*** Opening Excerpt provided ***

I couldn't WAIT to share this great article with you, my blog readers. Over the course of 2000+ miles of driving, I had the opportunity to brush up on my many nutrition magazines and journals. I threw in a few triathlon and running magazines but neglected to bring my RD exam study materials. I suppose I needed a break from the serious learning just for a bit. But now it's time to hit the books as I am currently interviewing for clinical dietitian jobs and hoping to take the RD exam before July.
In the May 2011 issue of Nutrition Action the cover story was titled "Under the Influence - how external cues make us overeat".
I found this article very interesting, specifically as it pertains to athletes. I find that athletes tend to "excuse" unhealthy eating after hard or intense workouts. While an athlete has every right to consume a different quantity of food than his/her sedentary counterpart, I believe that we should all choose similar food choices, but in different portions.
For example, when it comes to Karel and myself (say, over this past week) we ate almost every dinner together. Whereas Karel would have two portions of pasta and several slices of bread, I would help myself to more salad and tofu but still enjoy a Marni-size portion of pasta. I don't believe in "off limit" food when it comes to couples (or families) eating together. By focusing on your daily lifestyle and activity routine you should find yourself feeling in control of your food choices. By planning ahead and thinking of your individual needs, you should find yourself planning your meals and snacks to support your energy needs and not fearing food which is used for fuel. Also, by planning ahead you should also find yourself controlling your food intake so that you don't go into meals starving (which is often the cause of overeating and "excusing" foods which may limit performance). Ultimately, when an athlete plans ahead and focuses on his/her individual dietary needs on a daily basis, a healthy relationship with food is formed and an occasional treat or indulgence does not sacrifice weight or performance goals. For when an athlete eats for fuel, performance gains are most noticeable as well as an improvement in health and immune system functioning.

*** Closing Excerpt provided ***
*** Opening Source data ***

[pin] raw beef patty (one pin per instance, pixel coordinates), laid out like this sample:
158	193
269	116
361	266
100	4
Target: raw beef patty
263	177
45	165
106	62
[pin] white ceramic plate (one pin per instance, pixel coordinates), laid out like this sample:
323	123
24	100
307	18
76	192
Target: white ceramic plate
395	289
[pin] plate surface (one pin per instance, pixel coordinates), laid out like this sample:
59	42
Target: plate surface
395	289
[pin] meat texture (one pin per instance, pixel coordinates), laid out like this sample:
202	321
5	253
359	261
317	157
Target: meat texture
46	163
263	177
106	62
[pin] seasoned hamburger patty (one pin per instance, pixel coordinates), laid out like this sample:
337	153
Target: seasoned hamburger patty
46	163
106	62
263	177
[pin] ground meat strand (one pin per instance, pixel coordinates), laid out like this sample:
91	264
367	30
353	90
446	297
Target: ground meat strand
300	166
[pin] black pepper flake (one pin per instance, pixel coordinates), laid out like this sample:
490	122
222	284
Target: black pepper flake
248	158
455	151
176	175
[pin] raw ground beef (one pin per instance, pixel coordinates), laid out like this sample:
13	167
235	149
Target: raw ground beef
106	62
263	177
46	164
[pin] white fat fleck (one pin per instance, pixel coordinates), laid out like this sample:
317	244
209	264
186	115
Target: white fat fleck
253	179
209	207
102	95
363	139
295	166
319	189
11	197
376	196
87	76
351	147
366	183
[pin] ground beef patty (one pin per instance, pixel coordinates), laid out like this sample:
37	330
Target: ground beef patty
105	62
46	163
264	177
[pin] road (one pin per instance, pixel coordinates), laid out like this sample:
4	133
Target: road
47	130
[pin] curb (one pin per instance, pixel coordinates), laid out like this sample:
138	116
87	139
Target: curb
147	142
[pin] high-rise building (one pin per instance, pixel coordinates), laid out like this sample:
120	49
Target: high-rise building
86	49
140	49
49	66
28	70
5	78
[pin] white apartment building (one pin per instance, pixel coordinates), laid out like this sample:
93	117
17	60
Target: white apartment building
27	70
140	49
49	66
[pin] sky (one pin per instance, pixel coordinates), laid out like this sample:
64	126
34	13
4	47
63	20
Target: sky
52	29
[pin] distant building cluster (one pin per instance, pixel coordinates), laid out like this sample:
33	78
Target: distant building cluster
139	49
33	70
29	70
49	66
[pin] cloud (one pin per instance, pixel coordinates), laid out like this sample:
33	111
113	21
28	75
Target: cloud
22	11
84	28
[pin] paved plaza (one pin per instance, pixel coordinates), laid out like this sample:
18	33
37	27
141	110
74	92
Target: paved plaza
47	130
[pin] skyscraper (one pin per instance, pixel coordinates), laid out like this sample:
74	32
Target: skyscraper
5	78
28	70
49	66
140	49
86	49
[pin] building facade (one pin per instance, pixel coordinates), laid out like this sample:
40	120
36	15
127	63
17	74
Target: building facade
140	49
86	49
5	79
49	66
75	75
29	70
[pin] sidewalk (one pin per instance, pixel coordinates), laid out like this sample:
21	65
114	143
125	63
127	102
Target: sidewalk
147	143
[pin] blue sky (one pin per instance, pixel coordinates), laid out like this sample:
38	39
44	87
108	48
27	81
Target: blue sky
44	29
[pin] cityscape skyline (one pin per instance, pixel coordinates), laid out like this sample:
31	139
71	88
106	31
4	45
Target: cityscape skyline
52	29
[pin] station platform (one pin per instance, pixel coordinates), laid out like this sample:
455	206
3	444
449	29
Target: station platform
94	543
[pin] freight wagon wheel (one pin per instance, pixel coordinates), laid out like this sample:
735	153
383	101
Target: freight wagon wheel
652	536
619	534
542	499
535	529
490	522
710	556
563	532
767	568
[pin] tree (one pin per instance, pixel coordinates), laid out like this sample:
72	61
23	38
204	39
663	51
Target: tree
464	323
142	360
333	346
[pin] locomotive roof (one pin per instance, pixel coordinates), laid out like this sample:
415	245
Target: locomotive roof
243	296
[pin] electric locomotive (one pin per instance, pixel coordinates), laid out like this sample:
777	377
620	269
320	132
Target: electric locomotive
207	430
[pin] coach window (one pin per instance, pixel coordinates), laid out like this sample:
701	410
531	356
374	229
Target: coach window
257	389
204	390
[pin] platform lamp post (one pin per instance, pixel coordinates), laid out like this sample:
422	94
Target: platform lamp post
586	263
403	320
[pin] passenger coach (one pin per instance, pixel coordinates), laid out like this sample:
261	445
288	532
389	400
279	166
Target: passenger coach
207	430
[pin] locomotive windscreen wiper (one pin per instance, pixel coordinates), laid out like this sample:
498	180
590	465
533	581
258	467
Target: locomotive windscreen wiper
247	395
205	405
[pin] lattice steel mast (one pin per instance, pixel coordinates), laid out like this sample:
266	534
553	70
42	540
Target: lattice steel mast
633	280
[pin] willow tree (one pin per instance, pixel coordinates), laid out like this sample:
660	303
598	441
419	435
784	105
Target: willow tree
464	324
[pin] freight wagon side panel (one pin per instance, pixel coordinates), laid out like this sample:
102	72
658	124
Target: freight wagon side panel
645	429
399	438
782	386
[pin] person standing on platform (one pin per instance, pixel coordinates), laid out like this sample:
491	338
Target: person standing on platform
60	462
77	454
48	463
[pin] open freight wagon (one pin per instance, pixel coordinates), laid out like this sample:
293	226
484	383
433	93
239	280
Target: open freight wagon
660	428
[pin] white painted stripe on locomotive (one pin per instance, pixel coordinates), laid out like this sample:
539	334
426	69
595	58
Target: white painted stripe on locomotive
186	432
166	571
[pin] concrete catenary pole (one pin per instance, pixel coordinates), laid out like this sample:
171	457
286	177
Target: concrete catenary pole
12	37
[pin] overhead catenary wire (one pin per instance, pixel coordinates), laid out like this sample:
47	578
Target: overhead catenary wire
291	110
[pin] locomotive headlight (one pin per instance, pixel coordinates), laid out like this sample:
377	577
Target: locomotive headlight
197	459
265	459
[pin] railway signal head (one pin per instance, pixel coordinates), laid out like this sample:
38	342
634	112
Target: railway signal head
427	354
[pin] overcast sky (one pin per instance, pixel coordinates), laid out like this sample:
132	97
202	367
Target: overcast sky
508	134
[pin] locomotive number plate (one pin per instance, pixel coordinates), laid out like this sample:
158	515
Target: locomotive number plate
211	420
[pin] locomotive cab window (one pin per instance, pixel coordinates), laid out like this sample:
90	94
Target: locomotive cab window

*** Closing Source data ***

**Work order 1**
In the blog post on athletes and overeating, recast the paragraph beginning "For example, when it comes to Karel and myself" as a bulleted list that keeps its main facts.
**Work order 2**
Carry on the blog post on athletes and overeating from the point where it stops.

**Task result 1**
- Over the past week, Karel and the writer ate almost every dinner together. Karel had two portions of pasta and several slices of bread. The writer took more salad and tofu and still had a "Marni-size" portion of pasta.
- There should be no "off limit" foods when couples or families eat together.
- Focusing on your daily lifestyle and activity routine helps you feel in control of your food choices.
- Planning ahead around your individual needs lets you shape meals and snacks to support your energy needs, without fearing food that serves as fuel.
- Planning ahead also helps you control intake so you don't start meals starving. Starting meals starving often causes overeating and "excusing" foods that may limit performance.
- Planning daily around individual dietary needs builds a healthy relationship with food. An occasional treat or indulgence then does not sacrifice weight or performance goals.
- Eating for fuel brings the most noticeable performance gains, along with better health and immune system functioning.

**Task result 2**
Pg 3 of the article:
Q. Why do people overeat?
A. we should be pretty well calibrated to know how much to eat to fill us up. We eat three times a day every day of our lives. Yet when we asked people, "when was the last time you ate to the point of regretting it?" almost everyone could think of a time. Then we asked, "why did you eat so much?"
What we found is that roughly 12 percent said, "I overeat because of something emotional," or "I had a terrible day," or "I was feeling down," or "I was bored." About 51% said they overate because they were really hungry, and 37 percent said they overate because the food was spectacular.
So we asked ourselves what happens if the person is not hungry and the food is terrible. That led to our stale popcorn study.
We gave people popcorn that was either fresh or five days old. The stale popcorn had been kept in a humidity-controlled entomology lab. On a scale of 1-10, people rated the taste a 3. It tasted like Styrofoam.
Q. And you gave moviegoers either medium or large bags?
A. Yes. And we gave them to people who had eaten dinner within 20 minutes of arriving at the theater. So we gave them bad food when they weren't hungry, and people ate 34% more from the bigger bucket. If the popcorn was fresh, they ate 45% more from the larger bags. When people left, we said, "Gee, you ate 34% more. Do you think the size of the bucket had anything to do with it?" And to a person they said, "No, how could it?"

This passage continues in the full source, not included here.